*** SOURCE ***

Our experiments reveal that when salts containing Au³⁺ (or Pt⁴⁺ or Fe³⁺) ions are added to water they undergo spontaneous reduction in the bulk phase as well as in microdroplets. In fact, in this study, whenever NPs formed for a specific salt–solvent system, they formed both in the bulk phase and in the sprayed microdroplets. There was no scenario wherein the spontaneous reduction of Au³⁺ ions occurred exclusively inside microdroplets but not in bulk.

Results

In this work, we used MilliQ Advantage 10 (18 MΩ cm) deionized water, albeit the results were identical with HPLC grade water. Microdroplets were generated via pneumatic nebulization following the protocols of Zare et al.⁶⁵ Briefly, the spray device comprised two concentric capillaries, and the solution was injected through a 0.1 mm-wide inner stainless-steel capillary at a rate of 25 μL min⁻¹. The solution was sheared via high-pressure dry N₂ gas flowing through the outer concentric capillary at 100 psi, forming a microdroplet stream (ESI Fig. S1†).

***

- WHAT IS ASKED:
1. Update the passage on metal ion reduction in microdroplets, starting with "Our experiments reveal" and going on through "not in bulk.", and change "spontaneous reduction" to "self-reduction".
2. Write what comes next in the passage on metal ion reduction in microdroplets, picking up after its final sentence.
You can leave the material after this passage aside; none of it is needed.

*** DATASET EXCERPT ***

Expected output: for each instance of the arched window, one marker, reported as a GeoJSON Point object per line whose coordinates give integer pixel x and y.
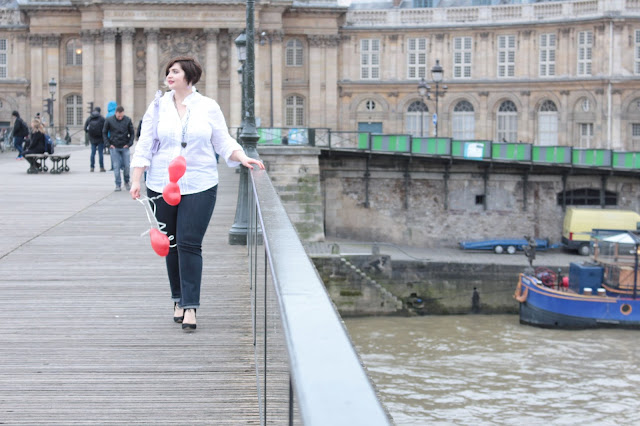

***

- OUTPUTS FOR THE TASKS:
1.
Our experiments reveal that when salts containing Au³⁺ (or Pt⁴⁺ or Fe³⁺) ions are added to water they undergo self-reduction in the bulk phase as well as in microdroplets. In fact, in this study, whenever NPs formed for a specific salt–solvent system, they formed both in the bulk phase and in the sprayed microdroplets. There was no scenario wherein the self-reduction of Au³⁺ ions occurred exclusively inside microdroplets but not in bulk.

2.
The effects of the air–water interface on NP formation were analyzed by spraying 100 μM aqueous HAuCl₄ solution via pneumatic nebulization, which yielded microdroplets of an average size of ∼20 μm (ESI Fig. S1†). In a typical experiment, microdroplets were formed and collected in clean glass vials; also, the effects of solvent evaporation during spraying were compensated by adding bulk water to the glass vials to restore the original (bulk) salt concentration. Then microdroplets of the solution were transferred onto transmission electron microscopy (TEM) grids and SiO₂/Si wafers for TEM and scanning electron microscopy (SEM), respectively. Both techniques revealed NP formation in sprays. Curiously, the transparent mother solution (100 μM aqueous HAuCl₄ stored at 22 °C inside a laboratory) changed its color to red in 2–3 days and blue in 2–3 weeks (Fig. 2a). The TEM analysis of samples drawn from the mother solutions revealed the presence of gold NPs (Fig. 2c and d, and S3†). Dynamic light scattering (DLS) showed the appearance of a bimodal nanoparticle size distribution in the freshly prepared solutions composed of NPs and aggregates (Fig. 2b and S11b†). X-ray photoelectron spectroscopy (XPS) compared the oxidation states of gold in the newly prepared and one-week-old solutions (Fig. 2e and S11(e),† Methods). The oxidation state of gold in the freshly prepared solutions was +3 and +1, which indicated that the reduction was spontaneous, whereas the dominant oxidation state of gold in the 1 week-old samples was 0. These results demonstrate that the reduction of gold ions occurs spontaneously in bulk water and is not exclusive to the microdroplet environment/geometry.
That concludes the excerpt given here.